- [Задание 1]
Выберите из строк ниже все, где встречается слово «dresser», и перепишите их.

- [Выбранный отрывок]

Еще раньше Вихерт в своем исповедальном нарративе в репортаже из «Мертвого леса» начинает свой путь к этому выводу с сомнения: «Каждый день он читает псалмы, и даже при этом закрадывается вопрос: не умер ли Господь Бог?» [5, с. 56]. Все заканчивается горьким самопризнанием:
Нет больше никакого Отца в надзвездном мире, никаких золотых облаков. Не Отец там, а братоубийца Каин, с каменным лицом (курсив наш. — В. Г., И. К.) забравшийся на мировой трон, чтобы вдыхать запах жертв [5, с. 106].
Но самое поразительное то, что каменное лицо узники Бухенвальда увидели и в Йоханнесе, о чем он сам упоминает в собственном репортаже:
«Странный человек, — сказал кто-то в его бараке. — С каменным лицом пришел, и теперь, когда уходит, лицо такое же». Да, Йоханнес научился здесь и этому. Это был не тот мир, где считалось бы хорошим тоном, чтобы сердце поднималось до самых глаз [5, с. 143 — 144].

Данные для определения положения:
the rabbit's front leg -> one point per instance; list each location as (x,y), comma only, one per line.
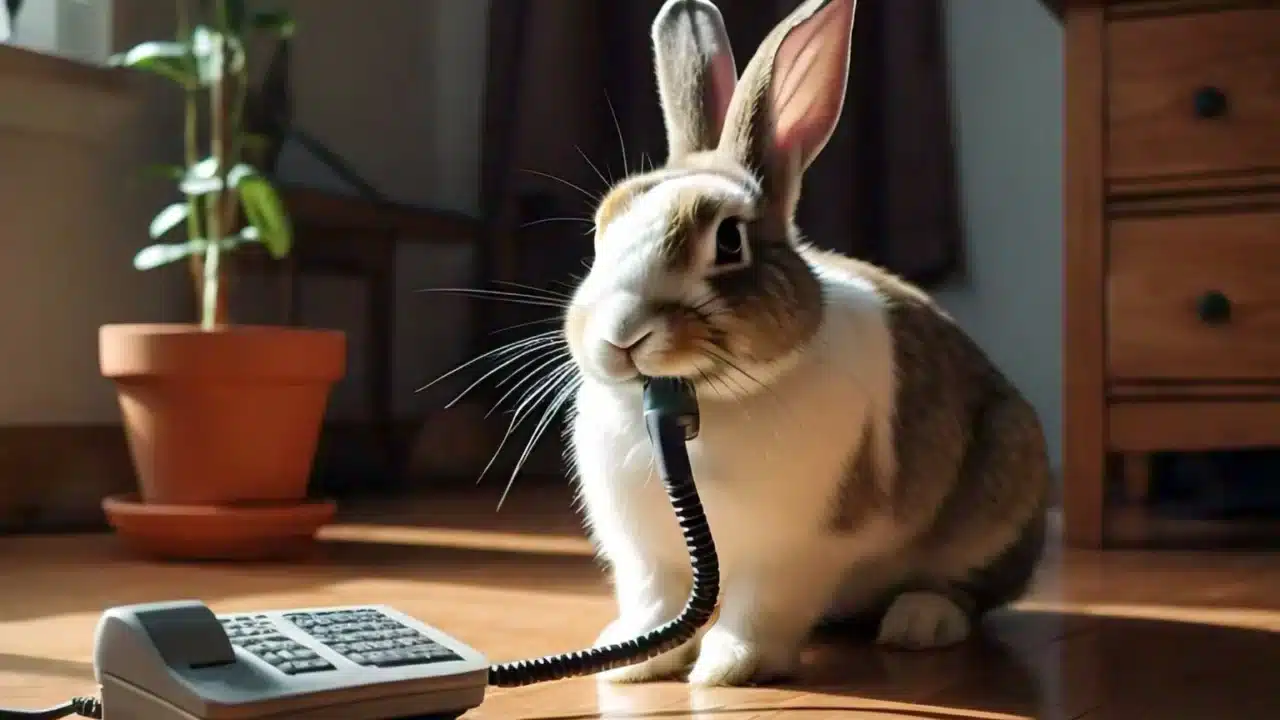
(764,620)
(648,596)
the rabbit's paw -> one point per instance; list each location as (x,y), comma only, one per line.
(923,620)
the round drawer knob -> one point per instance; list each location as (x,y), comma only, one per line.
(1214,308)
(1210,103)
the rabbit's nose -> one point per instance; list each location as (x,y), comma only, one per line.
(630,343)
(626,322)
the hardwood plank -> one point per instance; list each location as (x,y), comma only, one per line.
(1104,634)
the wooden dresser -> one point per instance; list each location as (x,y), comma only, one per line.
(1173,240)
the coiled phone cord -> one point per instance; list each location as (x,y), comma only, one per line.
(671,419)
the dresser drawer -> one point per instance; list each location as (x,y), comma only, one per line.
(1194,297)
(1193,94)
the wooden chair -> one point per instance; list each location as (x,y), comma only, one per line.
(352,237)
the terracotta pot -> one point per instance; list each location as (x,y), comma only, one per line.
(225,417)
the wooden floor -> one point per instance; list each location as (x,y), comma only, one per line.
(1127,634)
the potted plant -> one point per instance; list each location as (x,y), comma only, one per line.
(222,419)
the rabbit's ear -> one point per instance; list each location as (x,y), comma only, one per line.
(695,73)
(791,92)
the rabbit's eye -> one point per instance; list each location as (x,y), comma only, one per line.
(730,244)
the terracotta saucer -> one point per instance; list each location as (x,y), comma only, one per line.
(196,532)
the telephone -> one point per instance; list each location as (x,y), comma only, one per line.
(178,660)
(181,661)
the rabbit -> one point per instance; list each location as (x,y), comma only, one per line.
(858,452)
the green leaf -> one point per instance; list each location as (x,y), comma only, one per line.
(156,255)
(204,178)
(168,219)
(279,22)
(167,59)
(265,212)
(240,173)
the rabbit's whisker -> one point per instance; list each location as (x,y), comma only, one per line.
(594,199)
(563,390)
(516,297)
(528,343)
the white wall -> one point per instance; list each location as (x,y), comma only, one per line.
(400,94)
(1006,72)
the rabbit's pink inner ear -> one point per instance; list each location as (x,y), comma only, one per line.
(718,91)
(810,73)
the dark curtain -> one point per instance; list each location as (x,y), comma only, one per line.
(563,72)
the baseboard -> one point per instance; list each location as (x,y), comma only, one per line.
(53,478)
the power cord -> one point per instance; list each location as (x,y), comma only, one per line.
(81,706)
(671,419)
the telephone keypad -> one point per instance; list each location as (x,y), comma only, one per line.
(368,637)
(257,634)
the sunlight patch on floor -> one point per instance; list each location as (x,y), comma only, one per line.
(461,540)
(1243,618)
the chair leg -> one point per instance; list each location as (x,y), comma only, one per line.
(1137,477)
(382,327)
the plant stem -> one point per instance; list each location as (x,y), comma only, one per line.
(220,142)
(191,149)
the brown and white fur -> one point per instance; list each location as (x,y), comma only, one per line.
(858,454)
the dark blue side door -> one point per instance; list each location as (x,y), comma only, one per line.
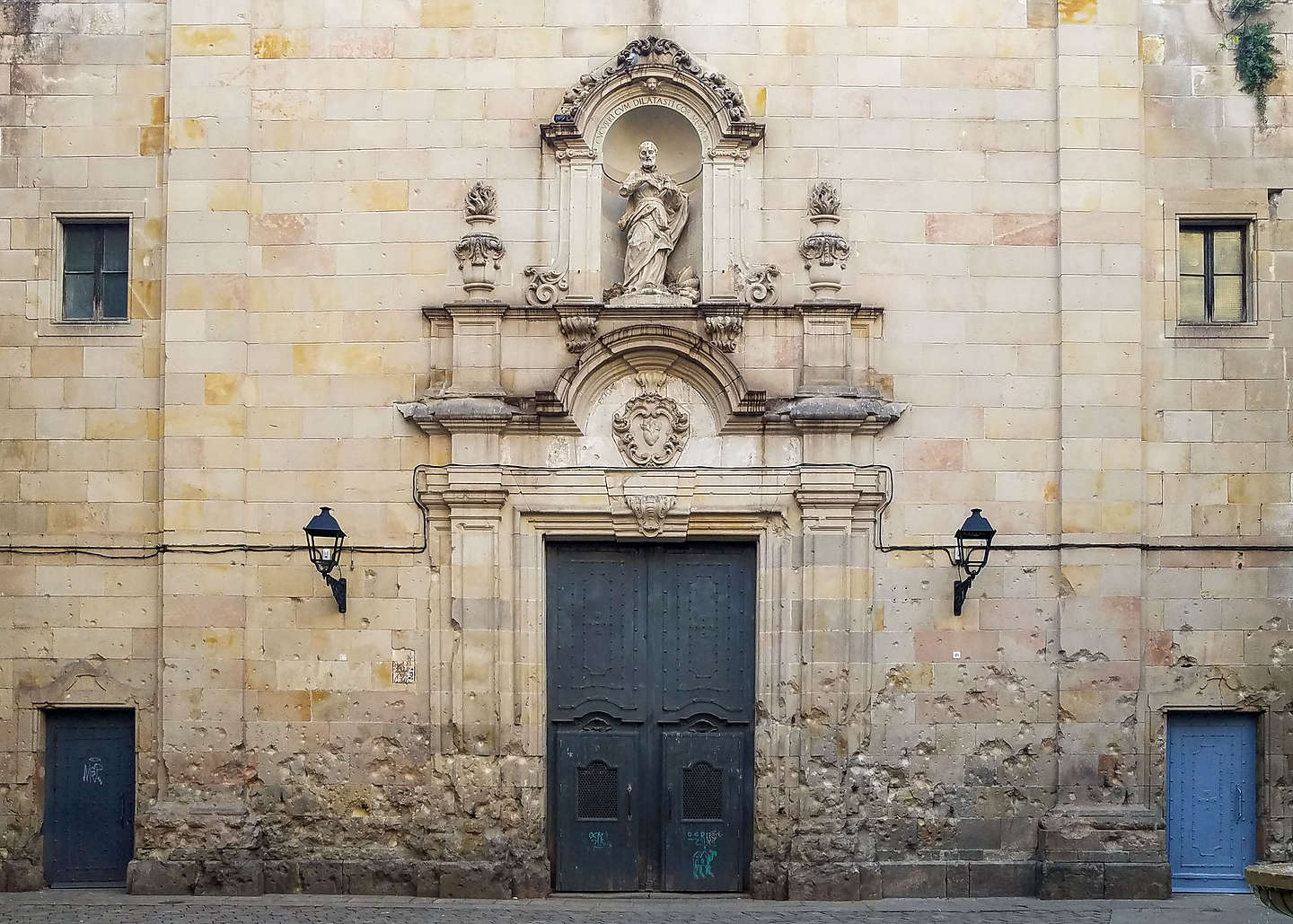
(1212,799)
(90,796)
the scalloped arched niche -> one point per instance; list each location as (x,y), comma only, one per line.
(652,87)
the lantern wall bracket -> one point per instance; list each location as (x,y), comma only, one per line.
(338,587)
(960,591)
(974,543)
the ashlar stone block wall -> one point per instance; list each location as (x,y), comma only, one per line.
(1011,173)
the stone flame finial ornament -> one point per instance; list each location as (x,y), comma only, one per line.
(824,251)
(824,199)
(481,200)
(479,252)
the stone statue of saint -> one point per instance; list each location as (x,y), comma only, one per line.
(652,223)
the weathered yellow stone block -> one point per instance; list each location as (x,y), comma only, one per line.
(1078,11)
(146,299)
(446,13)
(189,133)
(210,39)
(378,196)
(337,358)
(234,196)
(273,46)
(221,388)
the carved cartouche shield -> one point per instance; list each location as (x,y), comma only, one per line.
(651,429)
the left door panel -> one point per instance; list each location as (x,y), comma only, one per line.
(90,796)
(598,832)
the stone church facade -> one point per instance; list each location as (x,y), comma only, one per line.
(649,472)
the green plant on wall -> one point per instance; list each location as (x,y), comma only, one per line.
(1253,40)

- [Задание 2]
Пожалуйста, определите по отрывку, верны ли утверждения (а), (б) и (в). На каждое ответьте «да» или «нет» и приведите решающие слова отрывка дословно.
(а) Каин в отрывке забрался на мировой трон.
(б) В приведенной цитате псалмы читают раз в неделю.
(в) По словам кого-то в бараке, лицо уходящего изменилось.

- [Решение 1]
the wooden dresser -> one point per instance; list each location as (x,y), comma only, one per line.
the dresser drawer -> one point per instance; list each location as (x,y), comma only, one per line.

- [Решение 2]
(а) Да: «забравшийся на мировой трон, чтобы вдыхать запах жертв».
(б) Нет: «Каждый день он читает псалмы».
(в) Нет: «С каменным лицом пришел, и теперь, когда уходит, лицо такое же».